_Problem requirements_: Where a line in the records below includes "sample", pull that line out.
--- Material provided ---
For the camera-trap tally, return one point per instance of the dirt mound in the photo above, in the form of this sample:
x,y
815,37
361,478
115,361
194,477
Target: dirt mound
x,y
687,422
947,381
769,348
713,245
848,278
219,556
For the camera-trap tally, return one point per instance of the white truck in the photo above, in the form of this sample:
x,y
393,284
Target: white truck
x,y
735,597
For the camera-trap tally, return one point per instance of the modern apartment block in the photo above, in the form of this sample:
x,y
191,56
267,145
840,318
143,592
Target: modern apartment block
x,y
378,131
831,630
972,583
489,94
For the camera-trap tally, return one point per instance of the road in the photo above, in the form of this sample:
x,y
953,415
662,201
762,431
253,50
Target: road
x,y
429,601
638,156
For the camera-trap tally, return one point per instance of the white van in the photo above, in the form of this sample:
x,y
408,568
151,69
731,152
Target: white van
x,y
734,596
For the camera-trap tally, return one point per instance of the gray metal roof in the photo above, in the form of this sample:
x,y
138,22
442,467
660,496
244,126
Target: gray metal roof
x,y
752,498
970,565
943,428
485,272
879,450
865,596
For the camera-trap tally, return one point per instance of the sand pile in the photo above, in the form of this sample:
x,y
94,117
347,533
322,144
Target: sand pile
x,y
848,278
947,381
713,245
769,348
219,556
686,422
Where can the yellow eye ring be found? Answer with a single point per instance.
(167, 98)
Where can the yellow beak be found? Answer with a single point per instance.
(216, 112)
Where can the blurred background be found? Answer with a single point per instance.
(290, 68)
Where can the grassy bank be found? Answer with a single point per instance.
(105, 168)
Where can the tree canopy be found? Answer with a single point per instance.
---
_Problem solution_:
For the camera-trap tally, return one point per instance of the dirt mound in the photo above, in the form of this sample:
For the camera-trap tally, return one point per instance of the white truck in the photo above, in the form of this sample:
For the camera-trap tally, return one point per instance of the modern apartment block in the photo above, in the form of this sample:
For the camera-trap tally, return one point per instance of the road in the photo above, in the form of this sample:
For the camera-trap tally, return one point per instance of the white van in the photo above, in the form of this sample:
For the camera-trap tally, return one point per instance of the gray metal roof in the photo above, in the form of this sample:
For the camera-trap tally, return one point per instance of the sand pile in the photo above, in the form of this sample:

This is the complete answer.